▶ WHAT TO PRODUCE
Return every record below exactly as written.

[DATA TO EXAMINE — start]

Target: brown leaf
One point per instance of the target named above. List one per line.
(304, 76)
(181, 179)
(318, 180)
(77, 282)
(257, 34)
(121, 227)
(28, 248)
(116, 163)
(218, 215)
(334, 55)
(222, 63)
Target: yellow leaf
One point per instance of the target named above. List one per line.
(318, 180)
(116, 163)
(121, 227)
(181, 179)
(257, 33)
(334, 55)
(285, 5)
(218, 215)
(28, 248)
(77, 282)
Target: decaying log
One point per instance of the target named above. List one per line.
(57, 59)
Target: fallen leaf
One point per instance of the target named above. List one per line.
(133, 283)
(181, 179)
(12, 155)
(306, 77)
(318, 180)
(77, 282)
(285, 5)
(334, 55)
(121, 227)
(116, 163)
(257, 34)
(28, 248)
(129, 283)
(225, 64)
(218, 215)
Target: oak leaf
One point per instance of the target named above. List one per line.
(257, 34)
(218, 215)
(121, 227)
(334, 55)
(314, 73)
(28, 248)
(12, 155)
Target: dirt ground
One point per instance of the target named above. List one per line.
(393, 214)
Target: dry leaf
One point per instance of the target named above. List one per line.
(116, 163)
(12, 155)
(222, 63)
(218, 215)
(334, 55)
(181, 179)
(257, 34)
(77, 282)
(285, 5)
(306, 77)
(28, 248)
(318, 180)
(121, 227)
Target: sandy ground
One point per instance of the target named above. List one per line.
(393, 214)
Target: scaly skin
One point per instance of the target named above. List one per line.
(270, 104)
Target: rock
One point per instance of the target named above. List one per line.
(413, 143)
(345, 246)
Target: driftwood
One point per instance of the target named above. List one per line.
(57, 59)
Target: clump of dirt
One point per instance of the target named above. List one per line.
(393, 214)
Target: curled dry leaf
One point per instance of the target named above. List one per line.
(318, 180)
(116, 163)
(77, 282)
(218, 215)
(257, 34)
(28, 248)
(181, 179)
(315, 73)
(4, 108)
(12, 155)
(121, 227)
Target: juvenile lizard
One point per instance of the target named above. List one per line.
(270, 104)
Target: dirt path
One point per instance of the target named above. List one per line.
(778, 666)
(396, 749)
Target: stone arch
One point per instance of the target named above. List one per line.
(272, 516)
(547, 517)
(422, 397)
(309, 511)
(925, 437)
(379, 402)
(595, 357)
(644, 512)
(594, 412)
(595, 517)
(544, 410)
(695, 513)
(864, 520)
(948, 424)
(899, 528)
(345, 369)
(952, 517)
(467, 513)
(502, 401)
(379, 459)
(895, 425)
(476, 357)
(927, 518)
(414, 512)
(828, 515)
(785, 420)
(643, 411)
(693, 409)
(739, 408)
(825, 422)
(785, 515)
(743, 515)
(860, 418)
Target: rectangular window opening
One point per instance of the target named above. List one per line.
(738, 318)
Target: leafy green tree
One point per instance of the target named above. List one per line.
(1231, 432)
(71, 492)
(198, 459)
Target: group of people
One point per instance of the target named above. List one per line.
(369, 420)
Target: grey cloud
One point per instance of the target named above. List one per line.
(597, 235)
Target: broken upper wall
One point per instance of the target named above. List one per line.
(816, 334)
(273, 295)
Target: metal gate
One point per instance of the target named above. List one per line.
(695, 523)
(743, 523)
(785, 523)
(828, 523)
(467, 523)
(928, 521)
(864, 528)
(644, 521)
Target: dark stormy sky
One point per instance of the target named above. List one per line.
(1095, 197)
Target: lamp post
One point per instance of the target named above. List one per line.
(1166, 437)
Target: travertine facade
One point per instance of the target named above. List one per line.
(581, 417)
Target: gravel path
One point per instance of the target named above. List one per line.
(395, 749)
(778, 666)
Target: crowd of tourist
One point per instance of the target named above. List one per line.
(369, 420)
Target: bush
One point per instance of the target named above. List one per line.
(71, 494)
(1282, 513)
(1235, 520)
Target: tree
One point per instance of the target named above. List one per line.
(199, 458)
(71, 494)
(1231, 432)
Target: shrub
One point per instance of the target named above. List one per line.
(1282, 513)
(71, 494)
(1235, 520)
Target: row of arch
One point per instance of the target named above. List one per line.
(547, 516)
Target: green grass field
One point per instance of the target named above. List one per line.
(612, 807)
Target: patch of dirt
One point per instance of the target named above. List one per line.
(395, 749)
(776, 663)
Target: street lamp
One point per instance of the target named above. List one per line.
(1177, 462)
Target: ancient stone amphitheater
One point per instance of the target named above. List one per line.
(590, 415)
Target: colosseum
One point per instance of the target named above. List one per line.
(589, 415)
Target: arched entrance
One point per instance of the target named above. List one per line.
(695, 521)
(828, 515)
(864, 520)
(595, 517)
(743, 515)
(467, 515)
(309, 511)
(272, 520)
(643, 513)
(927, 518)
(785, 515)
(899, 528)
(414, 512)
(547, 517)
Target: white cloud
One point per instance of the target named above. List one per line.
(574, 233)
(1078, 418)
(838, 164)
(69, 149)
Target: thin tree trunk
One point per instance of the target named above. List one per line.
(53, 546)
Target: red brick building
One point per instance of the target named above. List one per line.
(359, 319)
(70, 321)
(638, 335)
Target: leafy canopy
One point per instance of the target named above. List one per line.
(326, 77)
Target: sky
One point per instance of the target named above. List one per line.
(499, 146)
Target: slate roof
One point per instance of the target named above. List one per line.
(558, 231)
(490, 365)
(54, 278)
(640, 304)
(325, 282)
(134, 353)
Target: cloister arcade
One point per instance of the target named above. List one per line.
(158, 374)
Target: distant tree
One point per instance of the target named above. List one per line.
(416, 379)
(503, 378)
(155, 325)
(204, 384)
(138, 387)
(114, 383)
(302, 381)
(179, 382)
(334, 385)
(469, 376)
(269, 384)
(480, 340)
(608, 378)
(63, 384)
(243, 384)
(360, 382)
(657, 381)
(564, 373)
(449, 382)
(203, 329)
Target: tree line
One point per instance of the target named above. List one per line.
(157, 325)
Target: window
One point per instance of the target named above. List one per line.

[DATA TO EXAMINE — finish]

▶ WRITTEN SOLUTION
Target: brown leaf
One point per instance of the target named above. List one per line.
(304, 76)
(181, 179)
(318, 180)
(77, 282)
(257, 34)
(121, 227)
(28, 248)
(116, 163)
(218, 215)
(334, 55)
(222, 63)
Target: yellow leaf
One point per instance of the target named above. List one per line.
(318, 180)
(116, 163)
(121, 227)
(181, 179)
(257, 33)
(334, 55)
(285, 5)
(218, 215)
(28, 248)
(77, 282)
Target: decaying log
One point per instance of the target named above. List one per line.
(57, 59)
Target: fallen leaf
One point per instance of the target named above. List one per line.
(133, 283)
(181, 179)
(12, 155)
(306, 77)
(318, 180)
(77, 282)
(285, 5)
(334, 55)
(121, 227)
(116, 163)
(257, 34)
(28, 248)
(129, 283)
(225, 64)
(218, 215)
Target: oak leaf
One point per instance of the target named above. List one per line.
(257, 34)
(218, 215)
(121, 227)
(334, 55)
(314, 73)
(28, 248)
(12, 155)
Target: dirt ground
One point per instance of the target named above. List one per line.
(393, 214)
Target: dry leaf
One point per instance of the target named above. List one per line.
(116, 163)
(12, 155)
(222, 63)
(218, 215)
(334, 55)
(181, 179)
(257, 34)
(77, 282)
(285, 5)
(306, 77)
(28, 248)
(318, 180)
(121, 227)
Target: sandy ground
One point per instance of the target named above. List one per line.
(393, 214)
Target: scaly skin
One point per instance of the target named above. List one per line.
(270, 104)
Target: rock
One point per instance of the target named above. List one per line.
(413, 143)
(345, 246)
Target: driftwood
One point per instance of the target named above. List one per line.
(57, 59)
Target: clump of dirt
One point per instance of the target named above. List one per line.
(393, 214)
Target: curled dry leaf
One point per instance of the target named above. List one per line.
(318, 180)
(116, 163)
(77, 282)
(218, 215)
(257, 34)
(28, 248)
(181, 179)
(315, 73)
(4, 108)
(12, 155)
(121, 227)
Target: juvenile lizard
One point per instance of the target named above. List one per line.
(270, 104)
Target: dirt path
One point per instance of the target named above. List one per line.
(778, 666)
(396, 749)
Target: stone arch
One point per instance of the target named above. List one per line.
(272, 516)
(547, 517)
(422, 397)
(309, 511)
(925, 437)
(379, 402)
(595, 357)
(644, 512)
(594, 412)
(595, 517)
(544, 410)
(695, 513)
(864, 520)
(948, 424)
(899, 528)
(345, 369)
(952, 517)
(467, 513)
(502, 401)
(379, 459)
(895, 425)
(476, 357)
(927, 518)
(414, 512)
(828, 515)
(785, 420)
(643, 411)
(693, 409)
(739, 408)
(825, 422)
(785, 515)
(743, 515)
(860, 418)
Target: rectangular window opening
One point per instance of the target named above. List one per line.
(738, 318)
Target: leafy green tree
One point per instance of the target named above. List one per line.
(1231, 432)
(71, 492)
(198, 459)
Target: group of people
One point per instance of the target named above. List one per line.
(369, 420)
Target: grey cloud
One point per instance of the target named above. List one per line.
(597, 235)
Target: broken upper wall
One point per instance of the target named above. List one per line.
(816, 334)
(273, 295)
Target: metal gate
One point per instance of the target named above. List one per line.
(695, 523)
(743, 523)
(785, 523)
(828, 523)
(467, 523)
(928, 521)
(864, 528)
(644, 521)
Target: dark stormy sky
One point per instance of the target named above. List one per line.
(1095, 197)
Target: lamp post
One point per instance of the target named above. List one per line.
(1166, 437)
Target: travertine facade
One point per instance of the target named above. List one per line.
(581, 417)
Target: gravel path
One point per instance of the target named above. List one per line.
(395, 749)
(778, 666)
Target: crowd of tourist
One point per instance of the target named above. List one per line.
(369, 420)
Target: bush
One point per instance of the target named above. List one per line.
(71, 494)
(1282, 513)
(1235, 520)
Target: tree
One point per instance of the target named above. List one per line.
(199, 458)
(71, 494)
(1231, 432)
Target: shrub
One point per instance of the target named above. List one per line.
(1282, 513)
(71, 494)
(1235, 520)
Target: row of arch
One point per instance of the target named above. List one per line.
(547, 516)
Target: green grass field
One point per instance of the target named above. List one per line.
(612, 807)
Target: patch of dirt
One point per instance of the target named above. List one per line.
(395, 749)
(776, 663)
Target: street lamp
One point per instance of the target named above. List one per line.
(1177, 462)
Target: ancient stone amphitheater
One point per instance of the target named above. List one per line.
(590, 415)
Target: colosseum
One point per instance of the target named above. List one per line.
(589, 415)
Target: arched entrance
One point per instance of the target named above. List one per line.
(695, 521)
(828, 515)
(864, 520)
(595, 517)
(743, 515)
(467, 515)
(309, 511)
(272, 520)
(643, 513)
(927, 518)
(785, 515)
(899, 528)
(414, 512)
(547, 517)
Target: white cloud
One point per instance of the target named above. List one per line.
(574, 233)
(1078, 418)
(838, 164)
(69, 149)
Target: thin tree trunk
One point per instance of the target named above. List one per line.
(53, 546)
Target: red brick building
One point per instance of the target named above. List one per line.
(359, 319)
(70, 321)
(638, 335)
Target: leafy canopy
One point per instance of the target named above. List one per line.
(326, 77)
Target: sky
One point per instance of the target named above. List one per line.
(499, 146)
Target: slate roof
One point per instance of the target named above. List one per line.
(558, 231)
(490, 365)
(54, 278)
(640, 304)
(325, 282)
(134, 353)
Target: cloister arcade
One point per instance of the target named above. List one per line.
(158, 374)
Target: distant tree
One point per instance of the target named above. List one per line.
(416, 379)
(503, 378)
(155, 325)
(204, 384)
(138, 387)
(114, 383)
(302, 381)
(179, 382)
(334, 385)
(469, 376)
(269, 384)
(480, 340)
(608, 378)
(63, 384)
(243, 384)
(360, 382)
(657, 381)
(564, 373)
(449, 382)
(203, 329)
Target: tree line
One point per instance of the target named above. List one per line.
(157, 325)
Target: window
One point per instance of the target named above. List one per line.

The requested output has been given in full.